Pahitnya Hidup yang Ditutupin Pake Selimut Rendah Hati

Ada satu momen dalam hidup saya yang bikin saya berhenti sejenak, menarik napas dalam-dalam, terus mikir, "Oh pantesan." 

Momen itu bukan momen putus cinta, bukan juga momen pas dompet ilang di Alfamart, tapi momen pas saya muji seseorang. Ya, muji doang. Muji. Sesimpel itu. Tapi ujungnya malah bikin saya ngelus dada sambil mikir, “Ya Gusti, hidup ternyata segenting ini buat sebagian orang.”

Jadi begini ceritanya…

Saya ini termasuk orang yang cukup ekspresif kalau ngeliat sesuatu yang menurut saya keren. Bukan karena pengen cari muka, bukan juga karena nggak punya kerjaan. Emang dasarnya saya percaya, kadang satu pujian bisa jadi penyambung nyawa buat orang yang hidupnya lagi remuk redam. Makanya, kalau saya ngeliat temen bikin karya bagus, dandan cantik, atau sekadar ngejawab diskusi dengan pintar, saya nggak pelit buat bilang, “Wah keren banget!” atau “Gila, ini bagus banget sih.”

Nah, suatu hari, saya kasih komentar ke seseorang. Bukan gebetan, bukan juga idola. Orang biasa aja, tapi saya liat dia bikin sesuatu yang menurut saya keren. Maka saya komentar, “Keren banget ini!” titik. Udah, sesimpel itu. Dan bukannya jawab “Terima kasih”, dia malah ngetik: “Apanya yang keren? Dan BLA BLA BLA Ah nggak juga, biasa aja kok. Saya mah bukan siapa-siapa.” dan BLA BLA BLA bahwa yang dia lakukan bulan sekedar keren kemudian bersikap superior dengan memangil saya dek alih-alih memanggil saya nama kayak biasanya. 

Iyahhh, kadang emang gitu ya… orang yang punya kepahitan hidup tuh bisa banget nutupinya dengan sikap "sok humble", tapi dalamnya nyimpen banyak unek-unek dan rasa nggak puas. Pas dikasih pujian malah responnya defensif atau sinis, padahal yang ngomentarin tuh tulus aja, nggak ada niat ngapa-ngapain.
##########
### Ketentuan Latihan:
Menurut teks latihan di atas, dengan sebutan apa orang yang dipuji memanggil penulis sebagai pengganti namanya?
##########
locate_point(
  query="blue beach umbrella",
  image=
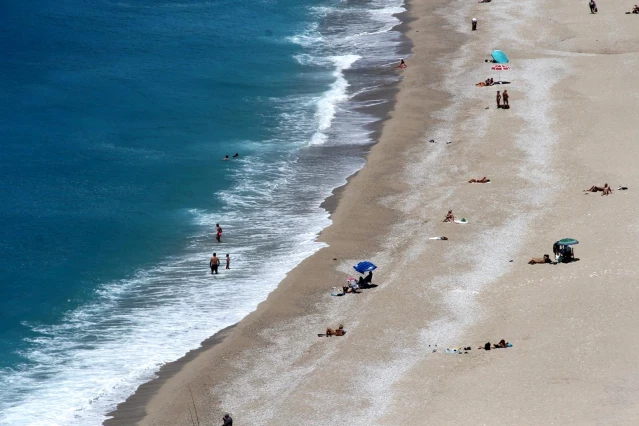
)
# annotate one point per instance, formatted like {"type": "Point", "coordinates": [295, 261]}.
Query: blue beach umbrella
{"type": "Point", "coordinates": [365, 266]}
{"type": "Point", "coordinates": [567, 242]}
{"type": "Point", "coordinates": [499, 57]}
##########
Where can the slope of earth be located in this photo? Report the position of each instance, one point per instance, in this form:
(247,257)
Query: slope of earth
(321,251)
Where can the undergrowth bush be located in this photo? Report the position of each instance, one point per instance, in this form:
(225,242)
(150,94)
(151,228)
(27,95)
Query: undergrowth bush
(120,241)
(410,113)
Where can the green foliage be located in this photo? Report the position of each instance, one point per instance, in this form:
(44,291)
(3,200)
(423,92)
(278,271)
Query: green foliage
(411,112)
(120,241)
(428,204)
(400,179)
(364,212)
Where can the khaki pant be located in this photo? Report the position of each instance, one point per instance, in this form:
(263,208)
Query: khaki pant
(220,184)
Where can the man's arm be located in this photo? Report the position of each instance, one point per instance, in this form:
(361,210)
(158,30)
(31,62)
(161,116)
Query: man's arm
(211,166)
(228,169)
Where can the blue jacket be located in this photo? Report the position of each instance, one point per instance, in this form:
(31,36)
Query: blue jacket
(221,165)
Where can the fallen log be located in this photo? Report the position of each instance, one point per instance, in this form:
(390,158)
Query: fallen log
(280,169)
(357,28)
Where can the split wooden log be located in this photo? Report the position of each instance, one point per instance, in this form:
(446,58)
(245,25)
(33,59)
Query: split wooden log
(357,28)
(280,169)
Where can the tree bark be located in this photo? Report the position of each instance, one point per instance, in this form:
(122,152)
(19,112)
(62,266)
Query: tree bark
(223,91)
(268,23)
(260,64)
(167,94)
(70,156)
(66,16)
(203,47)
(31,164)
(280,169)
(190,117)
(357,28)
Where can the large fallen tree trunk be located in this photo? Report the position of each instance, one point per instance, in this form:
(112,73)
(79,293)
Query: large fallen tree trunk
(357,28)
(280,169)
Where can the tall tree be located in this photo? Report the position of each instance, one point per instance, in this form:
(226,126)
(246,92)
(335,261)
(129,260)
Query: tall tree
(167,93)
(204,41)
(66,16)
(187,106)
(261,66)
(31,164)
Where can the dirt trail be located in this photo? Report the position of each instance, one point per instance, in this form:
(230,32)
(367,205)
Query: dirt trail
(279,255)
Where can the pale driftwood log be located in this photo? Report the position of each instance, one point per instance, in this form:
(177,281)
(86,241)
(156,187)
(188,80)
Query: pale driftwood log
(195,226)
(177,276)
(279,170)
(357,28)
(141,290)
##########
### Hasil:
Dek.